• [Consigne]: Relevez chaque ligne des données ci-dessous qui contient le mot "target", et recopiez-la intégralement.

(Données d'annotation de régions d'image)
+ + +
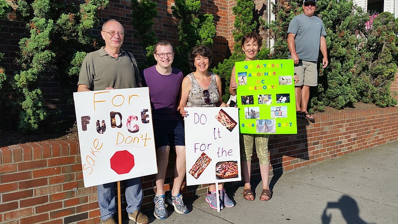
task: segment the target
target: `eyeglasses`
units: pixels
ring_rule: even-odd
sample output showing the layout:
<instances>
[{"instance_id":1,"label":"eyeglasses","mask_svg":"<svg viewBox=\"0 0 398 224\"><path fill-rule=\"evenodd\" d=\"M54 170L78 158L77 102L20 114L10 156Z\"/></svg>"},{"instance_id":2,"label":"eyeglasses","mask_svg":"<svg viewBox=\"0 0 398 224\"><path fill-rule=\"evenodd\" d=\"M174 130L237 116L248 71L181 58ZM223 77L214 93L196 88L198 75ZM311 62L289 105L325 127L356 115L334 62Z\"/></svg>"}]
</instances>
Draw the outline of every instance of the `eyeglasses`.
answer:
<instances>
[{"instance_id":1,"label":"eyeglasses","mask_svg":"<svg viewBox=\"0 0 398 224\"><path fill-rule=\"evenodd\" d=\"M122 36L124 36L124 33L123 33L123 32L114 32L114 31L107 32L107 31L105 31L105 30L101 30L101 31L102 31L102 32L105 32L105 33L109 33L109 35L110 35L110 36L111 36L112 37L116 36L116 34L118 35L119 36L120 36L120 37L122 37Z\"/></svg>"},{"instance_id":2,"label":"eyeglasses","mask_svg":"<svg viewBox=\"0 0 398 224\"><path fill-rule=\"evenodd\" d=\"M208 90L203 90L203 95L204 95L204 103L210 104L210 93L209 93Z\"/></svg>"},{"instance_id":3,"label":"eyeglasses","mask_svg":"<svg viewBox=\"0 0 398 224\"><path fill-rule=\"evenodd\" d=\"M169 58L172 58L173 56L174 56L174 53L173 52L169 52L166 54L164 53L159 53L159 54L155 53L155 54L158 56L160 58L164 58L165 56L166 55L167 55L167 57Z\"/></svg>"},{"instance_id":4,"label":"eyeglasses","mask_svg":"<svg viewBox=\"0 0 398 224\"><path fill-rule=\"evenodd\" d=\"M309 5L311 5L312 7L315 7L315 5L316 4L315 3L315 2L311 2L311 3L307 2L304 4L304 6L305 6L305 7L308 7Z\"/></svg>"}]
</instances>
+ + +
• [Corrigé]:
task: segment the target
target: `eyeglasses`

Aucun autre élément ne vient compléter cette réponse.